DOCUMENT EXCERPT:
......

What is the difference between account mapping and territory mapping?

Account mapping plots individual accounts on a map. Territory mapping draws boundaries and assigns accounts to reps. Most tools do both. InstaMaps handles account mapping natively and supports territory views through color-coded filters by owner.

Can I use account mapping software with Salesforce?

Yes. Salesforce Maps integrates natively. InstaMaps works by exporting your Salesforce report to Google Sheets, which takes two clicks and no CSV file. Badger and Map My Customers sync directly with Salesforce but require paid plans.

Is there a free account mapping tool?

InstaMaps is free and works with any Google Sheets data, including Salesforce exports. Google My Maps is also free but breaks above 200 rows and has no filtering.

......

DATASET SECTION:
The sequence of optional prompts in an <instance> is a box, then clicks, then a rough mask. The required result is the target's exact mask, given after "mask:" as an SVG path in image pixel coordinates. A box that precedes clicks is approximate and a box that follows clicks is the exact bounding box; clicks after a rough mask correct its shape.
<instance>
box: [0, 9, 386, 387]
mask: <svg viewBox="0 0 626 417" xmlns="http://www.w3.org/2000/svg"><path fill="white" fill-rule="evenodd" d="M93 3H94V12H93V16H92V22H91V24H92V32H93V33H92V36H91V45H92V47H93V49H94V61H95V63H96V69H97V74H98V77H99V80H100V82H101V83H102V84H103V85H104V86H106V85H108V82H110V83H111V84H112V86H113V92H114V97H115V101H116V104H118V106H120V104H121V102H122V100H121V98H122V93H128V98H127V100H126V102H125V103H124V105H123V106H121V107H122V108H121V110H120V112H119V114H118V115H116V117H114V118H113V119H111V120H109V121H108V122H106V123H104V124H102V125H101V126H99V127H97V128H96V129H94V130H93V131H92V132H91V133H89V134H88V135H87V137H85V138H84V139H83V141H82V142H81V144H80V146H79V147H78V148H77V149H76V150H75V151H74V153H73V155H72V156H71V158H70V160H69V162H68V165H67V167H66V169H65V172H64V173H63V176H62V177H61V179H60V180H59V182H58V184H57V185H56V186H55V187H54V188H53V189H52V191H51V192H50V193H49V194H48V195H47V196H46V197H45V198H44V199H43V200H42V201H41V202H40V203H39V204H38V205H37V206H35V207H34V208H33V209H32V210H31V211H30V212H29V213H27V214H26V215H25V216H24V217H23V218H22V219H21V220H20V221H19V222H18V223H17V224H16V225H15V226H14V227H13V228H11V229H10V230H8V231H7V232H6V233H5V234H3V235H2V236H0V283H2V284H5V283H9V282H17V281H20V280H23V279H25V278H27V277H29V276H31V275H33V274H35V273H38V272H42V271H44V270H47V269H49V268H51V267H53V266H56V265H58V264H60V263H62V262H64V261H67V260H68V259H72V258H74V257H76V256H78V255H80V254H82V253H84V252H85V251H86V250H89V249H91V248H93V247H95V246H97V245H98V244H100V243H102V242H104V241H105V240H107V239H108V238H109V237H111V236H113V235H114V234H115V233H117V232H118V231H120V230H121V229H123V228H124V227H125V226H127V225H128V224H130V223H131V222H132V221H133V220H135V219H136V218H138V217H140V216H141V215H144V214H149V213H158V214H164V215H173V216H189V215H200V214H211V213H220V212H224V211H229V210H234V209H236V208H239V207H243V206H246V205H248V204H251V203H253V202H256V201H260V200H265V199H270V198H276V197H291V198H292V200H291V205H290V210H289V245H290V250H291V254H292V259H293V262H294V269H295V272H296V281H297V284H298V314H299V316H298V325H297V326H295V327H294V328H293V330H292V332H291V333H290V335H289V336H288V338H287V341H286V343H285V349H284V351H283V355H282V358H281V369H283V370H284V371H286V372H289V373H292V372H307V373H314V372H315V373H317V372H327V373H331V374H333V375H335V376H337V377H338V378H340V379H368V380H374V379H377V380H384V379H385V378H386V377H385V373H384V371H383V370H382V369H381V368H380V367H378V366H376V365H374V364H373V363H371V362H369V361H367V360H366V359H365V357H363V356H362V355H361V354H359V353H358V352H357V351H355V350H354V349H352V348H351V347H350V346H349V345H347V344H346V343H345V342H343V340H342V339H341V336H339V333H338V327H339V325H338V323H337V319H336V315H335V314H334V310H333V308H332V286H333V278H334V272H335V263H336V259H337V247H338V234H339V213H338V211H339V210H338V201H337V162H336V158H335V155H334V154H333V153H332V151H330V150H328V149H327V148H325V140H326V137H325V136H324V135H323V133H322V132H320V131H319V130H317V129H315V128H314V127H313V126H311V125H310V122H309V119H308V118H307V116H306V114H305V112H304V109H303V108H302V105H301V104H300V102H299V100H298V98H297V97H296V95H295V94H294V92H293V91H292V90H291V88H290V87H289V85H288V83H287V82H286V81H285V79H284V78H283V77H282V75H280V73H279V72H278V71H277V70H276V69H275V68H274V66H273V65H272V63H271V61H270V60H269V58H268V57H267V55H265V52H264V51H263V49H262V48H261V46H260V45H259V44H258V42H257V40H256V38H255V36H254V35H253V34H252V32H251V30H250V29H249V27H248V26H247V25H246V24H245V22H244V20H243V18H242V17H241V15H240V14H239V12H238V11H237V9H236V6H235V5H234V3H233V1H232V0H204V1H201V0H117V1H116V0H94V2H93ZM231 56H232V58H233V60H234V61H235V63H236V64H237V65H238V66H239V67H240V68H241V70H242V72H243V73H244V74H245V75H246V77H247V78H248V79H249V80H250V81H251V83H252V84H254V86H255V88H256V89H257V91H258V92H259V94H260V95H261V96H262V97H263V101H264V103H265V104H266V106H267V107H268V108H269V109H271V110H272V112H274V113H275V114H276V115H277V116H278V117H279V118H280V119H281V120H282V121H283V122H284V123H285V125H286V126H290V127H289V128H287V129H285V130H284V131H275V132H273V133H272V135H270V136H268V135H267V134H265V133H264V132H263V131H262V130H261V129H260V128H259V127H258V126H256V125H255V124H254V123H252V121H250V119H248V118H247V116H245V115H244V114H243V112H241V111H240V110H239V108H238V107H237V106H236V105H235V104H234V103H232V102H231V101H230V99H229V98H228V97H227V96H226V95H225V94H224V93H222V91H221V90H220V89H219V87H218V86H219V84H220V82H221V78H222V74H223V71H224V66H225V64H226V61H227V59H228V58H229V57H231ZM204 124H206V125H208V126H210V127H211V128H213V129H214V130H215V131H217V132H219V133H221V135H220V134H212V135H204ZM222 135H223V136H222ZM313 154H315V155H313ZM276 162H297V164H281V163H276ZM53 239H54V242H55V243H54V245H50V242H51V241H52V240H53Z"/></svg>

......

WHAT YOU HAVE TO DO: Pick up the FAQ on account mapping software after its last line and add a few more entries. The material plays no part in this work.

RESPONSE TO THE EXERCISE:
Do I need account mapping software if I already have Salesforce reports?

Salesforce list views show you rows. Maps show you clusters, gaps, and geographic patterns you cannot see in a table. If you manage territories or run QBRs, the visual output is worth the setup time.

How long does it take to set up InstaMaps with Salesforce data?

Under five minutes. Export your Salesforce report to Google Sheets, rename the tab with a layer_ prefix, open the InstaMaps add-on, and click Load Map. The AI detects your address columns automatically.